Request: In the listing, begin at the line that has "# segment the black refrigerator" and stop after "113], [102, 116]]". Change "window" to "skylight" in those lines, keep everything else unchanged, and omit the pictures.
## Start
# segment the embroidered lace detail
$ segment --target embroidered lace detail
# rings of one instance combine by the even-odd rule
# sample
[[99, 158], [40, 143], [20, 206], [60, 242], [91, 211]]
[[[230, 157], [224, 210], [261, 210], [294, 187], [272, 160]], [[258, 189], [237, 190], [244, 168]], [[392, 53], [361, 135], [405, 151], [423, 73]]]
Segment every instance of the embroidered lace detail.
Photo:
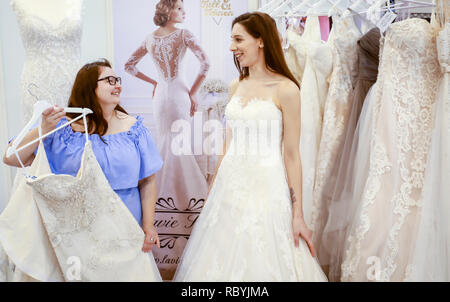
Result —
[[411, 227], [420, 217], [441, 76], [434, 36], [421, 19], [394, 23], [387, 31], [374, 100], [369, 175], [349, 231], [343, 281], [366, 281], [366, 260], [372, 256], [380, 261], [375, 281], [402, 281], [413, 273], [411, 267], [408, 271], [408, 244], [415, 240]]
[[[82, 3], [79, 1], [77, 3]], [[30, 84], [39, 88], [32, 91], [40, 99], [53, 105], [67, 106], [67, 102], [81, 63], [82, 7], [73, 4], [70, 14], [53, 26], [45, 19], [32, 15], [18, 1], [11, 2], [25, 48], [22, 72], [21, 100], [25, 121], [31, 118], [35, 98], [28, 93]]]
[[81, 281], [158, 279], [141, 251], [144, 233], [108, 184], [90, 142], [77, 177], [41, 176], [29, 185], [66, 280], [71, 257], [80, 260]]
[[161, 79], [170, 81], [179, 76], [180, 62], [189, 48], [201, 64], [199, 75], [206, 75], [209, 61], [192, 33], [186, 29], [177, 29], [166, 36], [151, 34], [138, 50], [128, 59], [125, 71], [136, 76], [140, 71], [136, 67], [139, 61], [150, 53]]
[[[280, 110], [270, 99], [255, 98], [244, 105], [233, 97], [225, 116], [232, 140], [175, 281], [325, 281], [305, 243], [294, 246]], [[259, 121], [273, 123], [265, 127]], [[238, 139], [240, 127], [252, 122], [256, 131]], [[273, 143], [264, 150], [267, 153], [255, 154], [254, 144], [265, 136]]]
[[333, 71], [325, 102], [322, 136], [317, 155], [311, 228], [320, 234], [328, 217], [336, 183], [339, 150], [351, 109], [352, 90], [357, 77], [357, 41], [361, 36], [352, 17], [334, 20], [328, 43], [333, 53]]

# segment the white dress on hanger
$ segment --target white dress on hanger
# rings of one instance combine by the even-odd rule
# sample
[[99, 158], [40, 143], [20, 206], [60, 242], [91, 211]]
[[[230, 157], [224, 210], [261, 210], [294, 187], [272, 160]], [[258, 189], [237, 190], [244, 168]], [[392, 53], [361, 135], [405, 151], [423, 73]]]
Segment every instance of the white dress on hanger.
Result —
[[330, 46], [322, 42], [318, 17], [308, 17], [302, 36], [288, 32], [290, 45], [303, 64], [301, 79], [302, 204], [305, 221], [311, 221], [316, 160], [322, 135], [322, 120], [332, 69]]
[[374, 85], [367, 177], [363, 189], [357, 189], [361, 195], [349, 203], [356, 208], [345, 241], [342, 281], [408, 279], [424, 210], [421, 197], [440, 77], [432, 26], [422, 19], [392, 24]]
[[325, 101], [322, 135], [317, 155], [311, 228], [320, 264], [326, 266], [320, 251], [320, 236], [328, 218], [328, 207], [333, 197], [340, 150], [352, 108], [353, 87], [357, 77], [357, 42], [361, 32], [353, 17], [333, 18], [328, 44], [333, 53], [333, 71]]
[[73, 81], [81, 63], [83, 1], [68, 2], [67, 12], [57, 26], [33, 14], [23, 1], [13, 0], [25, 49], [21, 103], [23, 121], [30, 120], [36, 98], [52, 105], [67, 106]]
[[450, 281], [450, 23], [436, 38], [443, 77], [436, 97], [431, 149], [423, 185], [422, 214], [407, 268], [408, 281]]
[[0, 278], [161, 281], [152, 253], [142, 252], [144, 232], [109, 185], [90, 141], [76, 177], [51, 173], [42, 142], [29, 173], [0, 215]]
[[243, 106], [235, 96], [226, 107], [233, 139], [174, 281], [326, 281], [306, 243], [294, 245], [282, 113], [271, 99]]

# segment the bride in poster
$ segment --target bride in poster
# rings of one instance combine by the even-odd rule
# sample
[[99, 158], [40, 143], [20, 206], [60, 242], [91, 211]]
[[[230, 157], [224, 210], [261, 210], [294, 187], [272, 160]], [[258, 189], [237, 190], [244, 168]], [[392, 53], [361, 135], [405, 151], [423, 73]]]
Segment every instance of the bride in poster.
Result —
[[[156, 142], [164, 160], [157, 176], [158, 199], [173, 199], [178, 209], [189, 207], [193, 199], [204, 199], [208, 185], [193, 155], [176, 155], [171, 150], [172, 124], [177, 120], [191, 121], [197, 111], [196, 93], [209, 69], [205, 52], [187, 29], [175, 27], [185, 20], [182, 0], [161, 0], [156, 5], [154, 23], [159, 28], [149, 34], [125, 64], [125, 71], [154, 86], [153, 113], [157, 133]], [[181, 77], [180, 67], [189, 48], [200, 61], [200, 72], [189, 89]], [[149, 54], [158, 70], [159, 80], [145, 75], [136, 65]]]

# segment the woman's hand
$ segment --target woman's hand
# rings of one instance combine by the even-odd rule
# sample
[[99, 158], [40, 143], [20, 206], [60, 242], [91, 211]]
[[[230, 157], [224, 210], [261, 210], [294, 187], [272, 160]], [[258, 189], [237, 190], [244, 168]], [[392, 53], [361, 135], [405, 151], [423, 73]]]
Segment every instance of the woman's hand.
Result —
[[144, 239], [144, 245], [142, 246], [142, 251], [144, 253], [148, 253], [153, 249], [153, 246], [156, 244], [158, 248], [160, 248], [160, 241], [158, 237], [158, 232], [156, 232], [156, 229], [154, 226], [144, 228], [145, 233], [145, 239]]
[[198, 103], [197, 103], [197, 97], [193, 94], [189, 94], [189, 97], [191, 98], [191, 117], [194, 116], [195, 112], [197, 111]]
[[314, 250], [314, 244], [312, 242], [312, 232], [308, 229], [308, 226], [305, 223], [305, 220], [300, 217], [294, 217], [292, 220], [292, 229], [294, 231], [294, 242], [295, 246], [299, 246], [299, 237], [305, 240], [306, 244], [311, 251], [311, 255], [315, 257], [316, 252]]
[[46, 134], [54, 130], [65, 115], [64, 108], [58, 106], [45, 110], [42, 113], [42, 133]]

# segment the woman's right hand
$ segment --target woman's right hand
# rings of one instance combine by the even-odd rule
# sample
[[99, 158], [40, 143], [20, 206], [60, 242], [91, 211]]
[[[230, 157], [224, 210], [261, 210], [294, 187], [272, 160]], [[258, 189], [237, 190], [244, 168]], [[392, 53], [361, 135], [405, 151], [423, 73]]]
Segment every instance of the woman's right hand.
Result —
[[56, 128], [58, 122], [66, 115], [64, 108], [55, 106], [42, 113], [42, 133], [46, 134]]

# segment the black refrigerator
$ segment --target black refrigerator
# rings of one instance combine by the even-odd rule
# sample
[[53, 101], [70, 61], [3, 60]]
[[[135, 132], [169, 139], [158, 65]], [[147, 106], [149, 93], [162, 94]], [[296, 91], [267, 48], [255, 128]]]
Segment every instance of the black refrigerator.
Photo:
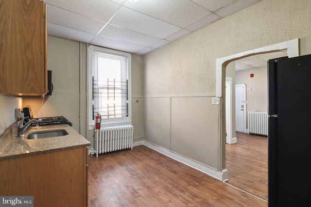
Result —
[[268, 62], [269, 207], [311, 206], [311, 55]]

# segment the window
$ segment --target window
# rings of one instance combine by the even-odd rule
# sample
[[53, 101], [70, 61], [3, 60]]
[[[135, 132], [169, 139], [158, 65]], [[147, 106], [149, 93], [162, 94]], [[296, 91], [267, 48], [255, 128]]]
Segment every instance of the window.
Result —
[[102, 125], [130, 124], [131, 55], [93, 46], [89, 54], [90, 124], [93, 126], [97, 113], [102, 116]]

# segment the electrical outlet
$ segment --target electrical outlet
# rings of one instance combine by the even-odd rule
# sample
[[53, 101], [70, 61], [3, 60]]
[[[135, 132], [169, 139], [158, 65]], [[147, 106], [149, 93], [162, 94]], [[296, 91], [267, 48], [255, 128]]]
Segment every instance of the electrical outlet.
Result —
[[213, 97], [212, 101], [213, 105], [219, 104], [219, 97]]

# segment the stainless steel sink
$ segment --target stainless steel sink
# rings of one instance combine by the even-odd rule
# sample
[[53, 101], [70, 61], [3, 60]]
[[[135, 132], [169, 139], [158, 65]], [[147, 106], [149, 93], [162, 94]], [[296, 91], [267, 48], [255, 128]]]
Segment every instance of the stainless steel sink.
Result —
[[48, 138], [49, 137], [60, 137], [68, 135], [66, 130], [60, 129], [57, 130], [50, 130], [39, 131], [35, 133], [29, 134], [27, 136], [28, 140], [35, 140], [37, 139]]

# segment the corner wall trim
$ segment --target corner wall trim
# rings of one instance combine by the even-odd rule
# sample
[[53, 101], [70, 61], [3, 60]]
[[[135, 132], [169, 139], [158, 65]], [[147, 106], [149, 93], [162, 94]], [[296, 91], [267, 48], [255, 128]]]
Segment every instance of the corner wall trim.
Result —
[[226, 169], [224, 170], [222, 172], [218, 172], [215, 170], [210, 168], [203, 164], [197, 162], [189, 158], [179, 155], [172, 151], [152, 144], [146, 140], [143, 140], [142, 142], [143, 144], [145, 146], [175, 159], [175, 160], [185, 164], [189, 167], [202, 172], [202, 173], [211, 176], [219, 180], [223, 181], [228, 179], [228, 174], [227, 170]]

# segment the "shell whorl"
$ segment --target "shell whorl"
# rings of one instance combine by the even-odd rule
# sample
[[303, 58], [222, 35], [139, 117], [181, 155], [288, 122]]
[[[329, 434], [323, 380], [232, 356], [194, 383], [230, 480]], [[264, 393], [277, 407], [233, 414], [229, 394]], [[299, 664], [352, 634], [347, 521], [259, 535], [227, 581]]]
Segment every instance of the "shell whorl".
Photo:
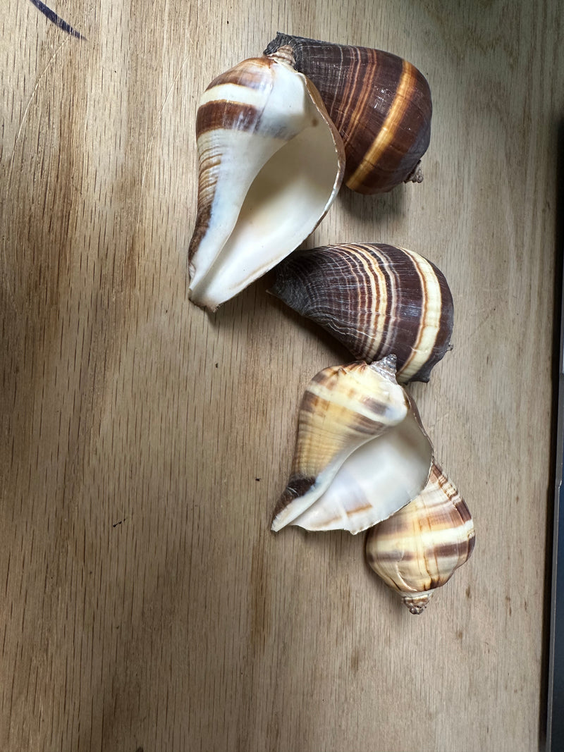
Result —
[[300, 251], [278, 266], [270, 292], [358, 359], [396, 355], [399, 381], [428, 381], [448, 348], [453, 308], [447, 280], [406, 249], [349, 244]]
[[299, 408], [290, 479], [276, 506], [272, 529], [290, 524], [329, 487], [356, 449], [401, 423], [409, 401], [390, 356], [332, 366], [310, 381]]
[[265, 52], [283, 46], [292, 48], [296, 70], [314, 82], [341, 134], [349, 188], [378, 193], [420, 182], [432, 105], [426, 79], [414, 65], [380, 50], [280, 33]]
[[433, 591], [468, 559], [474, 544], [470, 511], [434, 462], [421, 493], [371, 529], [366, 558], [411, 613], [420, 614]]
[[319, 92], [282, 53], [244, 60], [211, 82], [196, 143], [189, 295], [215, 310], [315, 229], [341, 186], [344, 153]]

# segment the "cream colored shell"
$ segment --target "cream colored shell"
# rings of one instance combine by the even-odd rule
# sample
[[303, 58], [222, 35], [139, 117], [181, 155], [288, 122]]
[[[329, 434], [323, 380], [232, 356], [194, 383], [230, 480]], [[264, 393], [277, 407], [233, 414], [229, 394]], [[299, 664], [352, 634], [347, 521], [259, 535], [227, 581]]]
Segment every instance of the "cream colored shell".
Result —
[[292, 524], [357, 533], [423, 488], [432, 447], [395, 363], [390, 356], [326, 368], [310, 382], [274, 531]]
[[196, 119], [189, 296], [211, 311], [296, 248], [342, 180], [342, 141], [313, 84], [280, 56], [216, 78]]
[[410, 611], [420, 614], [436, 589], [468, 560], [474, 542], [468, 508], [434, 462], [424, 490], [370, 530], [366, 558]]

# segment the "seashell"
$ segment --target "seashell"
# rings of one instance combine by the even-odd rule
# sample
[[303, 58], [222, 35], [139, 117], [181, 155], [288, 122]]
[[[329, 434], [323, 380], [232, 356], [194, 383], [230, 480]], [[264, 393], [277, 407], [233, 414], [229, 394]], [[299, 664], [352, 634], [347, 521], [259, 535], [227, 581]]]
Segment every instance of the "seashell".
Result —
[[342, 180], [341, 138], [290, 59], [280, 50], [244, 60], [200, 102], [189, 296], [212, 311], [296, 248]]
[[395, 378], [394, 356], [320, 371], [306, 389], [287, 487], [272, 529], [360, 532], [414, 498], [432, 447]]
[[269, 292], [359, 360], [396, 355], [399, 381], [428, 381], [448, 349], [450, 290], [442, 272], [411, 250], [349, 244], [299, 251], [278, 266]]
[[384, 193], [423, 180], [420, 160], [431, 138], [429, 83], [407, 60], [380, 50], [278, 33], [266, 54], [289, 46], [296, 70], [313, 81], [347, 155], [345, 183]]
[[433, 462], [421, 493], [366, 538], [366, 558], [412, 614], [420, 614], [438, 587], [470, 557], [472, 515], [452, 482]]

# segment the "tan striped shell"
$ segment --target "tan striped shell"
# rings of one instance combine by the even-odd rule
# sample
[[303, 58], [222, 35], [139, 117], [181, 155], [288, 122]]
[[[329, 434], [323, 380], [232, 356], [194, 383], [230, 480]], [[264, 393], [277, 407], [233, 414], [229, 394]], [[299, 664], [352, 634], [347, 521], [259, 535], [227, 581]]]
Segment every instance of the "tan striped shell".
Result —
[[296, 70], [319, 89], [341, 134], [349, 188], [383, 193], [423, 180], [419, 162], [431, 138], [432, 105], [426, 79], [414, 65], [380, 50], [280, 33], [265, 52], [284, 45]]
[[414, 251], [347, 244], [299, 251], [270, 290], [359, 360], [397, 358], [399, 381], [428, 381], [448, 349], [453, 299], [442, 272]]
[[433, 462], [422, 493], [366, 538], [366, 558], [412, 614], [420, 614], [438, 587], [474, 549], [472, 515], [441, 468]]
[[325, 368], [310, 382], [274, 532], [291, 524], [357, 533], [424, 487], [432, 447], [394, 371], [390, 356]]
[[284, 50], [211, 82], [196, 140], [189, 296], [213, 311], [315, 229], [341, 186], [344, 154], [319, 93]]

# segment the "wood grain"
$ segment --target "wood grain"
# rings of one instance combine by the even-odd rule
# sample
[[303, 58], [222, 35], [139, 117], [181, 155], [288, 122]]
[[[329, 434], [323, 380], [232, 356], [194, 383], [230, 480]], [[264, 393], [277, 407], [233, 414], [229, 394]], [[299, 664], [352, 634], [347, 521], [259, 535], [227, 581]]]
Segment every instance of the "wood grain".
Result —
[[[86, 39], [0, 21], [0, 748], [538, 748], [559, 4], [52, 7]], [[343, 192], [308, 241], [406, 246], [452, 289], [413, 393], [477, 543], [418, 617], [361, 537], [269, 532], [303, 389], [348, 356], [268, 280], [186, 299], [199, 96], [278, 29], [433, 95], [423, 183]]]

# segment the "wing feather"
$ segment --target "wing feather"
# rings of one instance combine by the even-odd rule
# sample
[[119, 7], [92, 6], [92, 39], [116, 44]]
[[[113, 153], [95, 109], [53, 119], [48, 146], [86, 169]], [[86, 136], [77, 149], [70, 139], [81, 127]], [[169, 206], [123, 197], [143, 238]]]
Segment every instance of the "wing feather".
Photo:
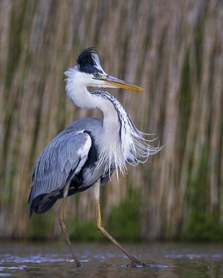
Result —
[[29, 204], [37, 196], [61, 190], [81, 170], [92, 141], [83, 131], [61, 132], [40, 154], [33, 170]]

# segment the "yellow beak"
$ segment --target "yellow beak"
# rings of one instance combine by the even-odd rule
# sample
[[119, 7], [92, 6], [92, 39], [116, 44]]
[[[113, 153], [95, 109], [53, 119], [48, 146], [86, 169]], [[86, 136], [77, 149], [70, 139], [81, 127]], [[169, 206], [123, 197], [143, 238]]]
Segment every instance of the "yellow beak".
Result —
[[119, 79], [110, 75], [101, 75], [100, 79], [105, 81], [108, 85], [114, 88], [122, 88], [131, 90], [145, 91], [144, 89], [134, 85], [129, 82]]

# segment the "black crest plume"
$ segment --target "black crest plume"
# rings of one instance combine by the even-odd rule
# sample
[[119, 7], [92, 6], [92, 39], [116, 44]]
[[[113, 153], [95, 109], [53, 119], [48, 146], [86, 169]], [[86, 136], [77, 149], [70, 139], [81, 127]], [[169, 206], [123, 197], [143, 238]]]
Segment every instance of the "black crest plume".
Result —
## End
Response below:
# segment the black refrigerator
$ segment --target black refrigerator
# rings of one instance combine by the even-odd rule
# sample
[[53, 101], [70, 61], [3, 60]]
[[[135, 132], [169, 139], [158, 65]], [[147, 106], [149, 93], [162, 94]], [[296, 91], [267, 48], [255, 128]]]
Segment every instance of the black refrigerator.
Photo:
Result —
[[268, 62], [269, 207], [311, 206], [311, 55]]

# segment the skylight
$ segment --target skylight
# rings of one instance combine by the even-odd rule
# sample
[[53, 101], [70, 61], [3, 60]]
[[[135, 132], [169, 139], [158, 65]], [[147, 106], [149, 93], [162, 94]], [[296, 91], [267, 48], [255, 128]]]
Segment every instance of the skylight.
Result —
[[102, 125], [130, 124], [131, 55], [93, 46], [89, 54], [90, 124], [93, 126], [97, 113], [102, 116]]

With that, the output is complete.